§ **Testo**
Avogadro ha collaborato con moltissimi protagonisti della scena italiana dalla fine degli anni '60 e sino ai giorni nostri, tra questi citiamo Alberto Radius, Mario Lavezzi, Pino Daniele, Loredana Bertè, Oscar Prudente, Fiorella Mannoia, Ornella Vanoni e Patty Pravo. Vito Pallavicini è stato uno dei parolieri storici della musica italiana. Ha lavorato con personaggi del calibro di Paolo Conte, Enzo Jannacci, Patty Pravo, Pino Donaggio, Adriano Celentano, Pino Calvi e Al Bano.
Giancarlo Bigazzi, scomparso recentemente, è stato un compositore e paroliere, che ha lavorato, tra gli altri, con Raf, Gianni Morandi, Caterina Caselli, Gli Squallor, Umberto Tozzi (insieme con lui scrisse Ti amo, Gloria, Gente di Mare), Marco Masini, Mia Martini.
Chi conosce la discografia di Ranieri si sarà accorto che nella track list appaiono due titoli già incisi in altri album, si tratta di Adagio Veneziano, inserito nell'album Via del conservatorio del 1971 e Il concerto di Aranjuez. Il primo di questi due brani fu inciso con un diverso arrangiamento (Frank Pourcel) e con i testi di Giancarlo Bigazzi, mentre in Meditazione il testo è stato scritto da Avogadro: “... raccogli la tua virtù/dolce dea che cammini a testa in su/quando chiudi quella porta fallo piano/io voglio che il respiro che hai lasciato nei lenzuoli resti li vicino al mio...”.

§ **Voci archiviate**
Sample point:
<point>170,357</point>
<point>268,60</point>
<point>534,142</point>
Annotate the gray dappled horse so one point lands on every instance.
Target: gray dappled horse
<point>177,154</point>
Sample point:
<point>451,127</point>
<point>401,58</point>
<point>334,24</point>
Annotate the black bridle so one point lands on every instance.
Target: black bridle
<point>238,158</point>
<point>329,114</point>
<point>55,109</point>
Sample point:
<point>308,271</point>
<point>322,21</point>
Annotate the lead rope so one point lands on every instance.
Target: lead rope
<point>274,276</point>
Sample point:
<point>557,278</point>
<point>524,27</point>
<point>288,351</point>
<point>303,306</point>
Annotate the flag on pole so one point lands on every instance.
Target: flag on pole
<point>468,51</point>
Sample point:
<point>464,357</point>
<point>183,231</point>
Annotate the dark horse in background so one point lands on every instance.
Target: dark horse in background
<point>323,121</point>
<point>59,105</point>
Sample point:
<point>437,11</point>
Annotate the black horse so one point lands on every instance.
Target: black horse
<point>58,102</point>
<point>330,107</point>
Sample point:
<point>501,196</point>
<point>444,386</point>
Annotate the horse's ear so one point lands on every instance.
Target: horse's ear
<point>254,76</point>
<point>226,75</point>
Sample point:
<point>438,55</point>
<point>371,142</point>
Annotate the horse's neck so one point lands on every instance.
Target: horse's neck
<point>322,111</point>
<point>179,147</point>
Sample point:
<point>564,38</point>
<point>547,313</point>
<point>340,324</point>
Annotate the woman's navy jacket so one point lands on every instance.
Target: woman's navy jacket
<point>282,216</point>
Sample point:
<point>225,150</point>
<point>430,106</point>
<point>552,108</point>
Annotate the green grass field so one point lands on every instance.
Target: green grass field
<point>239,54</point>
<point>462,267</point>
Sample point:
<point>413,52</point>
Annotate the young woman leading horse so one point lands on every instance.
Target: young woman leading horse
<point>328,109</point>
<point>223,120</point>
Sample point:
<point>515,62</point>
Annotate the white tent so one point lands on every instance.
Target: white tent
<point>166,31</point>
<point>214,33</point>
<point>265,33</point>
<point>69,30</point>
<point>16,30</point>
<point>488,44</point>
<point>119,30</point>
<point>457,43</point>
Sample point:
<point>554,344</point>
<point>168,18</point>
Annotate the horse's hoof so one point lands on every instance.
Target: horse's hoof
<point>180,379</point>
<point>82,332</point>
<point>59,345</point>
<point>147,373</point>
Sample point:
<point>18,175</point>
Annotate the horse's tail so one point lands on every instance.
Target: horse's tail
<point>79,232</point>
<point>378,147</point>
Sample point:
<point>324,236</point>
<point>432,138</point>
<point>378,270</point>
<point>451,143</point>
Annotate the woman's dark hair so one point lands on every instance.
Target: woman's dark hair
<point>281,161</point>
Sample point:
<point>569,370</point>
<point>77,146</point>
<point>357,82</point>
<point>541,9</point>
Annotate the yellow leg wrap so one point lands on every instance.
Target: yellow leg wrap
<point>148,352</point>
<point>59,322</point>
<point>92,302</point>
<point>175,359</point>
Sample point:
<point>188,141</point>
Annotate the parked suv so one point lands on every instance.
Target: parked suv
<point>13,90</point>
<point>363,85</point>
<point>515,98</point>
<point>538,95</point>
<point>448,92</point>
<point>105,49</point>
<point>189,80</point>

§ **Consegna scritta A**
Secondo il testo, in quale album e in quale anno era già stato inserito Adagio Veneziano?
§ **Consegna scritta B**
Indica se ciascuna affermazione concorda con il testo, rispondendo sì o no e citando le parole decisive:
(i) Vito Pallavicini ha lavorato con Paolo Conte.
(ii) Il testo di Meditazione è stato scritto da Giancarlo Bigazzi.
(iii) Giancarlo Bigazzi ha scritto Ti amo insieme con Umberto Tozzi.

§ **Risposta A**
Nell'album Via del conservatorio, del 1971.

§ **Risposta B**
(i) Sì: "Ha lavorato con personaggi del calibro di Paolo Conte".
(ii) No: "in Meditazione il testo è stato scritto da Avogadro".
(iii) Sì: "Umberto Tozzi (insieme con lui scrisse Ti amo, Gloria, Gente di Mare)".